- Your task -
Look down the entries below and report how many lines hold the string "trash"; write nothing else.

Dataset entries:
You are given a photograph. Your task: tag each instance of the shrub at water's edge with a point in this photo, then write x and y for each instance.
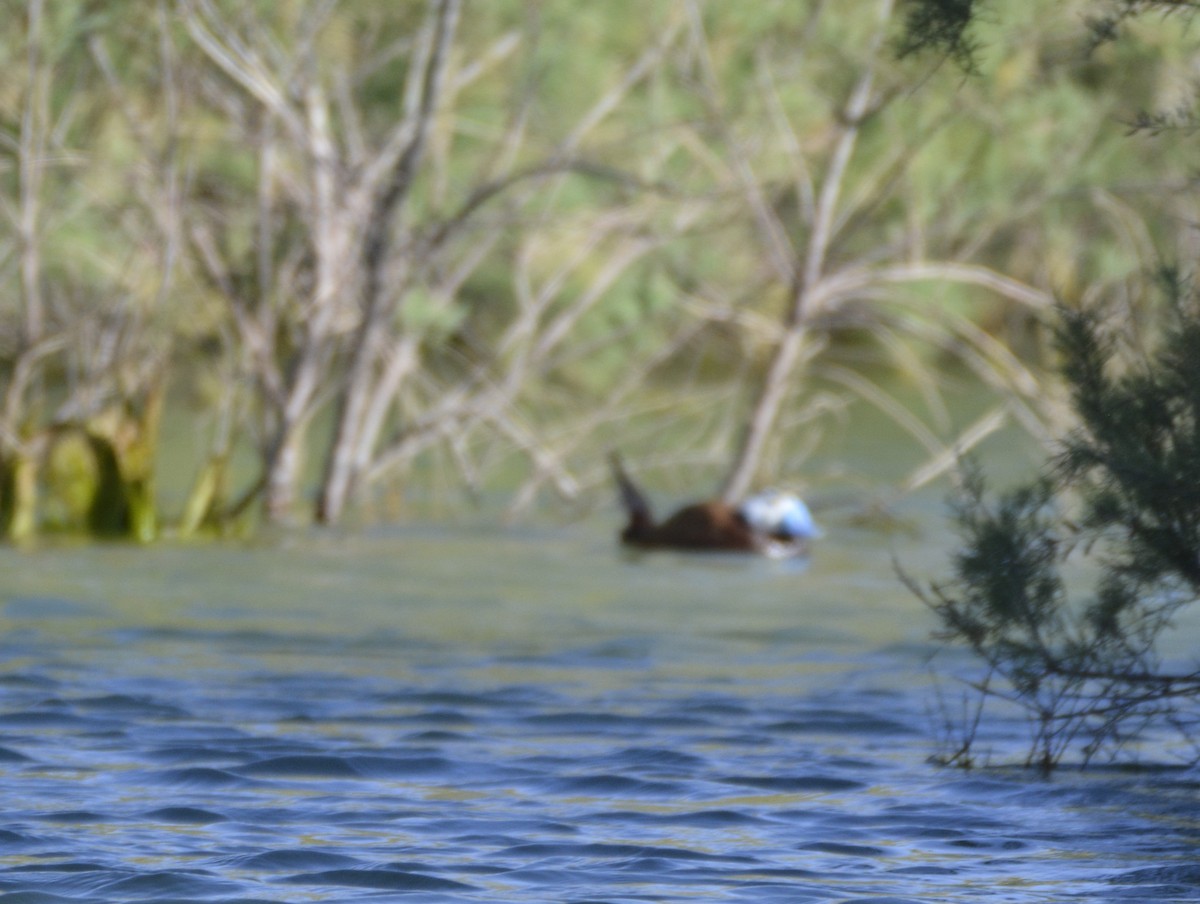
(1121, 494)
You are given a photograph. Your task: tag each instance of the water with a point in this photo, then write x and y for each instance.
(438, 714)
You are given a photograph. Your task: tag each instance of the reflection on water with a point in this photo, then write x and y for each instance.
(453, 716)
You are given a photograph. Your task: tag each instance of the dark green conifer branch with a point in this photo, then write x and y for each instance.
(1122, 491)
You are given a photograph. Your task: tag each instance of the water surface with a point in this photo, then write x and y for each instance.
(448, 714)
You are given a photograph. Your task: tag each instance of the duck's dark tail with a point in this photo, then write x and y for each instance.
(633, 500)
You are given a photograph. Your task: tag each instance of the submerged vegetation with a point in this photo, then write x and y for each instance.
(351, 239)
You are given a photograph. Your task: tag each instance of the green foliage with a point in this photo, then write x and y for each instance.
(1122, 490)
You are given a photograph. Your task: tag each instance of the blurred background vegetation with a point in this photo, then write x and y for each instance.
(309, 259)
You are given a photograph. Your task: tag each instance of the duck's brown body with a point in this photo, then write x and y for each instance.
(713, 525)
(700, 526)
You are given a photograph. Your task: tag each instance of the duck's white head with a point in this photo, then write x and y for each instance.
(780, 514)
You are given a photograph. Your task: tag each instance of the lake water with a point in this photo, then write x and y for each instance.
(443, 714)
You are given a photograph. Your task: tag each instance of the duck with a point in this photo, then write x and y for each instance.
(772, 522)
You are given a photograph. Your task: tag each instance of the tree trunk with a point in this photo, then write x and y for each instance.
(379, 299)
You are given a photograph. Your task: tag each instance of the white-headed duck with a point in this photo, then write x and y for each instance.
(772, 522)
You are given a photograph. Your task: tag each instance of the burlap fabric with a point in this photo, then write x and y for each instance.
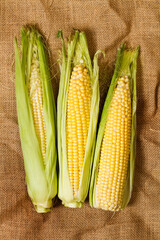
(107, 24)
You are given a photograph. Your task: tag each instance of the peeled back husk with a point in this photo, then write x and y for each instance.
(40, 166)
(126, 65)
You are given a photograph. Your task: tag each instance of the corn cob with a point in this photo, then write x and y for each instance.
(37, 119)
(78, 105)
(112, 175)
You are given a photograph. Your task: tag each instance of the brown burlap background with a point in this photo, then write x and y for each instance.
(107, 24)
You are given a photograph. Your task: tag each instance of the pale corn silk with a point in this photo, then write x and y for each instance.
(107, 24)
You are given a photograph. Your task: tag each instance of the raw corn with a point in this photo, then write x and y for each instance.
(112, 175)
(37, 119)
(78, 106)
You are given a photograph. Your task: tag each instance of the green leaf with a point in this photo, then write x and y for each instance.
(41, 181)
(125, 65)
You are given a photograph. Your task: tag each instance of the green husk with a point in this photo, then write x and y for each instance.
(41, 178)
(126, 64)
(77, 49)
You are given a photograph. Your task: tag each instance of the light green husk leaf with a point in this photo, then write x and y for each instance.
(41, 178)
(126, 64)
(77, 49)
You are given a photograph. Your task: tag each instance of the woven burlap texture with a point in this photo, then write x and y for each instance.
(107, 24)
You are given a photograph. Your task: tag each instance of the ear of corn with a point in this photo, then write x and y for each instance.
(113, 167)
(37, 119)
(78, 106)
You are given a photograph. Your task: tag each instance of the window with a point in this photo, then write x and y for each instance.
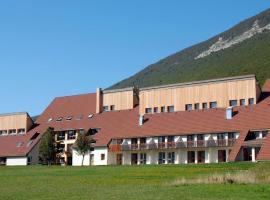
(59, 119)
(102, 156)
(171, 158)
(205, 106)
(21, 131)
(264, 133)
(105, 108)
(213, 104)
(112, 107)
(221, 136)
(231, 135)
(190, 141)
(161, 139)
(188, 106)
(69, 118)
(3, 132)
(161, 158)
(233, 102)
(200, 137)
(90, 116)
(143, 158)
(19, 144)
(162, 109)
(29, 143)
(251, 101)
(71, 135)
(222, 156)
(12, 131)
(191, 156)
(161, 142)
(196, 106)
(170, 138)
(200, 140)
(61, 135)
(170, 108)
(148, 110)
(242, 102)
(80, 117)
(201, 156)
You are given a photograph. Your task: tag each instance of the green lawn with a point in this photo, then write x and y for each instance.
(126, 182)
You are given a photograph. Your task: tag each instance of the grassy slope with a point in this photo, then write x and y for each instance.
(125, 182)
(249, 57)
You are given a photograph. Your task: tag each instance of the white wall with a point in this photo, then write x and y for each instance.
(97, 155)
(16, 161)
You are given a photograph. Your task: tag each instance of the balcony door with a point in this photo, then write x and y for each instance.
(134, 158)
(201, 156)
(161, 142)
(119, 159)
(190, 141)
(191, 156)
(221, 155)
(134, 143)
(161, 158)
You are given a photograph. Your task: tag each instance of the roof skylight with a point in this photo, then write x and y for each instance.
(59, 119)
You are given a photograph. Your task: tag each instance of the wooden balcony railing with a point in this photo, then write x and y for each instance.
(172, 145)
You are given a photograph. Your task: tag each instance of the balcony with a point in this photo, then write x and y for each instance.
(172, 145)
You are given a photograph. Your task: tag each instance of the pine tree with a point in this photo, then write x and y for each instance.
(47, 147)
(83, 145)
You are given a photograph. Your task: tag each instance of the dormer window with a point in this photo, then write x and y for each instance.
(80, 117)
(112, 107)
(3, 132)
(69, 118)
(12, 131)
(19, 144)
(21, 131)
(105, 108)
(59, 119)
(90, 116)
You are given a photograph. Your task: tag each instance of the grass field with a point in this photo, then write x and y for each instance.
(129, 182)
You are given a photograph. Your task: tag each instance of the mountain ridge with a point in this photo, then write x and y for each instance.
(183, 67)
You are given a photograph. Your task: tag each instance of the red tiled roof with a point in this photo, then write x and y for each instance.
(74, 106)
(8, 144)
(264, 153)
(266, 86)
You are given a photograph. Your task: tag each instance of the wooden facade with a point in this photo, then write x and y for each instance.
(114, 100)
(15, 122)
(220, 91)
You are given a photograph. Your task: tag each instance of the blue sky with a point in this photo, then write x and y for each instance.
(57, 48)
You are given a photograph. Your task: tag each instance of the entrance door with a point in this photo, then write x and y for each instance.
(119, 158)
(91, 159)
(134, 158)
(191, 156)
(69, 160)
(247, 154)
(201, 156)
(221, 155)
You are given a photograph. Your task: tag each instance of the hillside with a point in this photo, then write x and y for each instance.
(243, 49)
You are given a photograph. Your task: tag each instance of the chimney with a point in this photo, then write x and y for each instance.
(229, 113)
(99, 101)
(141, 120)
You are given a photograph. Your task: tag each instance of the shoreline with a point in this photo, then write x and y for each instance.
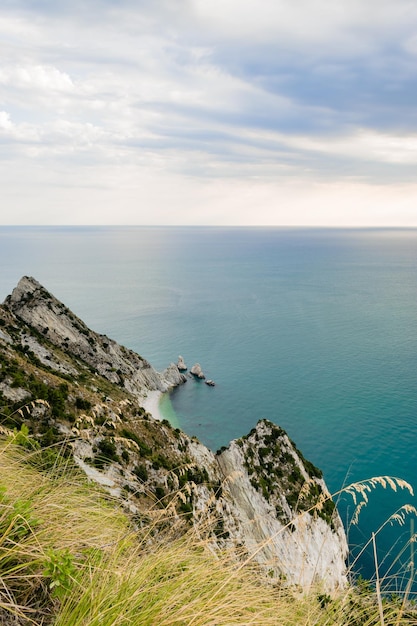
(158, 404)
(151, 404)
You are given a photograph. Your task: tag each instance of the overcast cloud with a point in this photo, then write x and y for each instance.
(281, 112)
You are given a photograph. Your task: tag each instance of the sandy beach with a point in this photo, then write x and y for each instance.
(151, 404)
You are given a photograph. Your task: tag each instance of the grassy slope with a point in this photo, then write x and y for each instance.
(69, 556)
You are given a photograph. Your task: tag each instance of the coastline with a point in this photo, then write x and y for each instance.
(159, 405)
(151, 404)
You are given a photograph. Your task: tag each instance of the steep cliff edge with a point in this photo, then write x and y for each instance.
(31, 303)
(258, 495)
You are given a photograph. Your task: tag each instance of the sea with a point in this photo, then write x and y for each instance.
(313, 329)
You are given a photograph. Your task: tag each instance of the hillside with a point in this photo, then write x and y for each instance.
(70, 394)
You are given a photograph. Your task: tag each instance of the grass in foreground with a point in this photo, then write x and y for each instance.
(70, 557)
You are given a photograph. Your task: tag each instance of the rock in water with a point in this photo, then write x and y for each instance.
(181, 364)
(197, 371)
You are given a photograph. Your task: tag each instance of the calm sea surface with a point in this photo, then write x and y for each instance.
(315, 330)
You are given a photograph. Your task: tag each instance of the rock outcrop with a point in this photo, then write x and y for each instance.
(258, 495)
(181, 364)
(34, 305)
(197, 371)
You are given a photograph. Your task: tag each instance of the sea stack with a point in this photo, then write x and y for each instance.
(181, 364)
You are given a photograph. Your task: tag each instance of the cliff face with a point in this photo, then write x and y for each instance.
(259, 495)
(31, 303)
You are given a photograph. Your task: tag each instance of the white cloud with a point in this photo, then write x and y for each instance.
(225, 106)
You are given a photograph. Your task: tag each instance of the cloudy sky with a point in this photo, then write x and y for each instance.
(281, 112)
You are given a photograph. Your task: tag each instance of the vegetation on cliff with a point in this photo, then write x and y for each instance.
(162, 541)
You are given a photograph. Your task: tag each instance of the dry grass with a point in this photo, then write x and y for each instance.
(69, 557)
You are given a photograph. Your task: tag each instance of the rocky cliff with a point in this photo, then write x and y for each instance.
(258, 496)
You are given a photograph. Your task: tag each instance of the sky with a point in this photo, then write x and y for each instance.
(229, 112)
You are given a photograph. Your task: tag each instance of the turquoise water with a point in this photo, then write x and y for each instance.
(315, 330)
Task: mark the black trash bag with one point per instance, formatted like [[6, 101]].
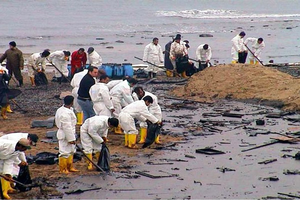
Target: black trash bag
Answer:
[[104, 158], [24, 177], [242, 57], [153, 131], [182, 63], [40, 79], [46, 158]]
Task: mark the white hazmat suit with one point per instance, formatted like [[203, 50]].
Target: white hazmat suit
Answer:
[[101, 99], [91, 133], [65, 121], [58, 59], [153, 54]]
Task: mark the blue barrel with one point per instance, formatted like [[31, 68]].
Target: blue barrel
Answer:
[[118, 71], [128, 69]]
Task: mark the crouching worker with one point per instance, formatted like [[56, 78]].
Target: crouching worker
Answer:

- Result -
2